### Passage
• • • • •

_images/KUBE_SIPECAM_AWS.png

Cluster creation (first time only)

Kube SIPECAM cluster uses Kubernetes which is an open-source system for automating deployment, scaling, and management of containerized applications (see Kubernetes and Kubernetes github page ).

The nex steps follow kops and kops - Kubernetes Operations guides (another guide: Step Zero Kubernetes on AWS).

  1. Configure a domain and a subdomain with their respective hosted zones. For the following description Route 53 service of AWS was used to create domain conabio-route53.net and subdomain antares3.conabio-route53.net. Also a gossip based Kubernetes cluster can be used instead (see for example this issue ).

  2. Install same versions of kops and kubectl. You can use a t2.micro ec2 instance with AMI Ubuntu 20.04 LTS and a role attached to it with AmazonEc2FullAccess to install this tools and label it with the next bash script:

Note: change region in next bash script where you deployed t2.micro instance

#!/bin/bash
##variables:
region=<region>
name_instance=deploy-k8s
shared_volume=/shared_volume
user=ubuntu
##System update
export DEBIAN_FRONTEND=noninteractive
apt-get update -yq
##Install awscli
apt-get install -y python3-pip && pip3 install --upgrade pip
pip3 install awscli --upgrade
##Tag instance
INSTANCE_ID=$(curl -s http://instance-data/latest/meta-data/instance-id)
PUBLIC_IP=$(curl -s http://instance-data/latest/meta-data/public-ipv4)
aws ec2 create-tags --resources $INSTANCE_ID --tag Key=Name,Value=$name_instance-$PUBLIC_IP --region=$region
##Set variables for completion of bash commands
echo "export LC_ALL=C.UTF-8" >> /home/$user/.profile
echo "export LANG=C.UTF-8" >> /home/$user/.profile
##Set variable mount_point
echo "export mount_point=$shared_volume" >> /home/$user/.profile
##Useful software for common operations
apt-get install -y nfs-common jq git htop nano
##Create shared volume
mkdir $shared_volume
##install docker for ubuntu:
apt-get install -y apt-transport-https ca-certificates curl software-properties-common
curl -fsSL https://download.docker.com/linux/ubuntu/gpg | sudo apt-key add -
add-apt-repository "deb [arch=amd64] https://download.docker.com/linux/ubuntu $(lsb_release -cs) stable"
apt-get update -yq
apt-get install -y docker-ce
service docker start
##install kops version 1.14.0:
wget -O kops https://github.com/kubernetes/kops/releases/download/1.14.0/kops-linux-amd64
chmod +x ./kops
sudo mv ./kops /usr/local/bin/
##install kubernetes command line tool v1.14: kubectl
wget -O kubectl https://storage.googleapis.com/kubernetes-release/release/v1.14.0/bin/linux/amd64/kubectl
chmod +x ./kubectl
sudo mv ./kubectl /usr/local/bin/kubectl
##enable completion for kubectl:
echo "source <(kubectl completion bash)" >> /home/$user/.bashrc

You can check kops and kubectl versions with:

kops version
kubectl version

Note

All kubectl and kops commands must be executed in this instance.

• • • • •

Excerpt from a dataset:
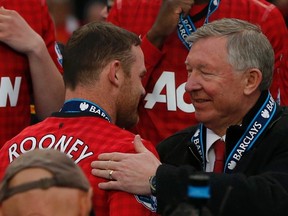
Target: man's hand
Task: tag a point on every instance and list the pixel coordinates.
(167, 20)
(16, 33)
(131, 172)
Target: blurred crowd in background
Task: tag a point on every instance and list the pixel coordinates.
(68, 15)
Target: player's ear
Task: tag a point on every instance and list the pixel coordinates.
(115, 72)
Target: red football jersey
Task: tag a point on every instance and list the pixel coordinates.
(166, 108)
(15, 83)
(83, 138)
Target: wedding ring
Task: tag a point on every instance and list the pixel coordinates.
(110, 174)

• • • • •

### Tasks to carry out
A – Write out the part of the cluster setup guide from "1. Configure a" to "this issue ).".
B – In the cluster setup guide, which AWS service was used to create the domain and subdomain?

### Task-by-task outputs
A –
1. Configure a domain and a subdomain with their respective hosted zones. For the following description Route 53 service of AWS was used to create domain conabio-route53.net and subdomain antares3.conabio-route53.net. Also a gossip based Kubernetes cluster can be used instead (see for example this issue ).

B – Route 53